SOURCE DOCUMENT
- Born: 11 November 1621 Tickhill, West Riding of Yorkshire, England
- Died: 1680 (aged 58–59)
- Education: University College, Oxford
- Known for: Popish Plot conspirator

= Israel Tonge =

English divine

Israel Tonge (11 November 1621 – 1680), aka Ezerel or Ezreel Tongue, was an English divine. He was an informer in and probably one of the inventors of the Popish Plot.

==Career==
Tonge was born at Tickhill, near Doncaster, the son of Henry Tongue, minister of Holtby, Yorkshire. He graduated from University College, Oxford and became a schoolmaster at Churchill, Oxfordshire where he became interested in gardening, alchemy, and chemistry. In 1656 he became a doctor of theology, and taught grammar at the Cromwellian Durham College until its closure in 1659. In 1656 he provided a loan of 100 pounds to Johannes Sibertus Kuffler to have him and his family (including his wife Catharine, daughter of the famous inventor Cornelius Drebbel) moved from the Netherlands to England so that "his abilities in his profession, his relation to Cornelius Dribellius his life & conversation & concerning the reality & certaintie of the Experiments, hereafter mentioned in these præsents, shall vnto wise & indiferent men be of satisfaction."
Following the Restoration, he held a succession of livings. He became chaplain of the garrison of Dunkirk until this was sold to the French in 1661. On 26 June 1666 he became rector of St Mary Staining, but only three months later the church burnt down during the Great Fire of London.

THE TASKS
A. Print the part of the Israel Tonge biography from "- Education: University" to "the Popish Plot.".
B. List every distinct year mentioned in the Israel Tonge biography.
C. Write the next part of the Israel Tonge biography, picking up after its final sentence.

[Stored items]
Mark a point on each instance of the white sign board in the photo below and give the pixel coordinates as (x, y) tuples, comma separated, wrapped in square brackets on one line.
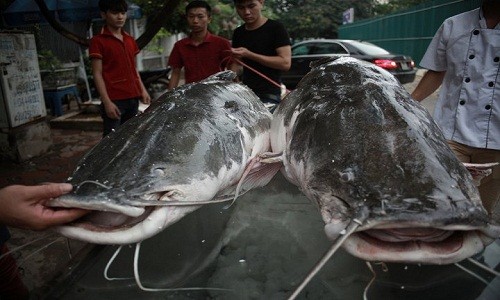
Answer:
[(348, 16), (21, 84)]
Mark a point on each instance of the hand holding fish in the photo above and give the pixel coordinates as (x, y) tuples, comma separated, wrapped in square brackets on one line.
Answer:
[(24, 206)]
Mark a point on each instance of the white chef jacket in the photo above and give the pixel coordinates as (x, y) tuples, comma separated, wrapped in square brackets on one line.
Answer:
[(468, 108)]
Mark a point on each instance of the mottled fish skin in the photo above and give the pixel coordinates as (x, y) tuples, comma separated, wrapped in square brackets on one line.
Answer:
[(354, 141), (192, 144)]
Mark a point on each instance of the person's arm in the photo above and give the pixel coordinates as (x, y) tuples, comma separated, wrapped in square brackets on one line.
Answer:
[(281, 61), (145, 97), (112, 110), (24, 206), (429, 83), (175, 76)]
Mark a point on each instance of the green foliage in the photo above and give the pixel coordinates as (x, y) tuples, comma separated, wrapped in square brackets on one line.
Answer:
[(395, 5), (48, 61), (302, 18)]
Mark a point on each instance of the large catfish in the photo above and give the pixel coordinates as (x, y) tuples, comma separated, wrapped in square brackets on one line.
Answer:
[(377, 166), (197, 144)]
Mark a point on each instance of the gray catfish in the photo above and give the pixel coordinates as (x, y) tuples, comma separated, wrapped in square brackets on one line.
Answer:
[(377, 166), (197, 144)]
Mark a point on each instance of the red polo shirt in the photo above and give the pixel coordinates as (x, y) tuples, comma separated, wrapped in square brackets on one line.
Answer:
[(203, 60), (118, 63)]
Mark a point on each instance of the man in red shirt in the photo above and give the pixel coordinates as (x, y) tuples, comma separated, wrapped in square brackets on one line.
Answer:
[(116, 78), (202, 53)]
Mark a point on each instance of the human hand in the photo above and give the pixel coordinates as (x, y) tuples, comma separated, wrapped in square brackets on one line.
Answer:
[(112, 111), (239, 52), (24, 206), (145, 98)]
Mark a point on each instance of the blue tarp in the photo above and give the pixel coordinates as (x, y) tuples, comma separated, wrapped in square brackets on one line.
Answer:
[(23, 12)]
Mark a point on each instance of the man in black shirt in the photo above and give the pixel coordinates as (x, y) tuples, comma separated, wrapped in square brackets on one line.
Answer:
[(264, 45)]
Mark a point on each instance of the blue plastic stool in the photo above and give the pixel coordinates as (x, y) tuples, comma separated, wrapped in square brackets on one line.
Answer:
[(54, 98)]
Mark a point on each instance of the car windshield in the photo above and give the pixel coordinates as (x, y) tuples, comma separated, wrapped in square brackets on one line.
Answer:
[(368, 48)]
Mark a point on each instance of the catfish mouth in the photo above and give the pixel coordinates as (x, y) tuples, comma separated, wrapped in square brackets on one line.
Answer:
[(114, 214), (425, 245), (103, 221)]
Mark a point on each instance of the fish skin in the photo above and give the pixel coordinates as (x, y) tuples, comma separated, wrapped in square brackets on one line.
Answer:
[(192, 144), (356, 144)]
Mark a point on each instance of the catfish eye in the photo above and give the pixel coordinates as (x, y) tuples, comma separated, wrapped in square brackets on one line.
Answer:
[(159, 171)]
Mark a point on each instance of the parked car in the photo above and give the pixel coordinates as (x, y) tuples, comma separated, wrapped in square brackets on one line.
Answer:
[(303, 53)]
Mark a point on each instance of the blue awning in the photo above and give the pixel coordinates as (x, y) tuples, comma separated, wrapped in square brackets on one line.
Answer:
[(24, 12)]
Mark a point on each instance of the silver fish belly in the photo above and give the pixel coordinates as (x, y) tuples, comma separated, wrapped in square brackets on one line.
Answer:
[(196, 144), (360, 148)]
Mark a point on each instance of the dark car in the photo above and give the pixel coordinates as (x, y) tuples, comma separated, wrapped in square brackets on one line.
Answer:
[(303, 53)]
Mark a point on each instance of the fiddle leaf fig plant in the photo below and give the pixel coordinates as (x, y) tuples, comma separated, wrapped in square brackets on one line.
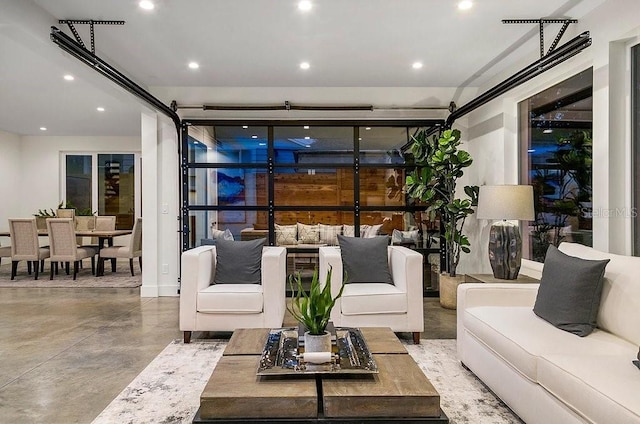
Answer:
[(439, 164), (313, 310)]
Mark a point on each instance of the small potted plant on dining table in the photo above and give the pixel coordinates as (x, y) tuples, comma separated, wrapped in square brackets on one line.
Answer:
[(313, 310)]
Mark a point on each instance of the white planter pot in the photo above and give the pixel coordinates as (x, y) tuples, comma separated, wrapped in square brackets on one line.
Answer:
[(317, 343)]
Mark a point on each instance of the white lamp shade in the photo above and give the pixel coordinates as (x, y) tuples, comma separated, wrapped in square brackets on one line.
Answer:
[(506, 202)]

RESULTS FOR THE EXERCISE
A.
- Education: University College, Oxford
- Known for: Popish Plot conspirator

= Israel Tonge =

English divine

Israel Tonge (11 November 1621 – 1680), aka Ezerel or Ezreel Tongue, was an English divine. He was an informer in and probably one of the inventors of the Popish Plot.

B. 1621, 1680, 1656, 1659, 1661, 1666

C.
==Anti-Catholic activity==

Tonge blamed the Jesuits for both his own and London's losses. His obsession was so great that he wrote many articles denouncing the Roman Catholic Church and containing conspiracy theories about Rome's insatiable quest for power. He made very little money from his writing, for which he blamed the Government's hostility, but which the historian J. P. Kenyon attributed to his appallingly "turgid and incoherent" prose style. From 1675, Tonge was acquainted with the fervently anti-Catholic physician, Sir Richard Barker. Barker provided Tonge with food, lodgings, and money. He encouraged Tonge's anti-Catholic studies and had him appointed rector of Avon Dassett in Warwickshire, but "illegall practices", claimed Tonge, prevented him from accepting the position.

Barker also sponsored the Baptist preacher Samuel Oates. In 1677 at the physician's Barbican home, Tonge met Samuel's son, Titus Oates. Tonge provided Titus with money and the two agreed to co-author a series of anti-Catholic pamphlets. In fact, Titus converted to Catholicism and left England for the Jesuit College of St Omer. At the time Tonge was puzzled by Oates's disappearance but he would later claim that he encouraged Oates's actions to learn more about the Jesuits.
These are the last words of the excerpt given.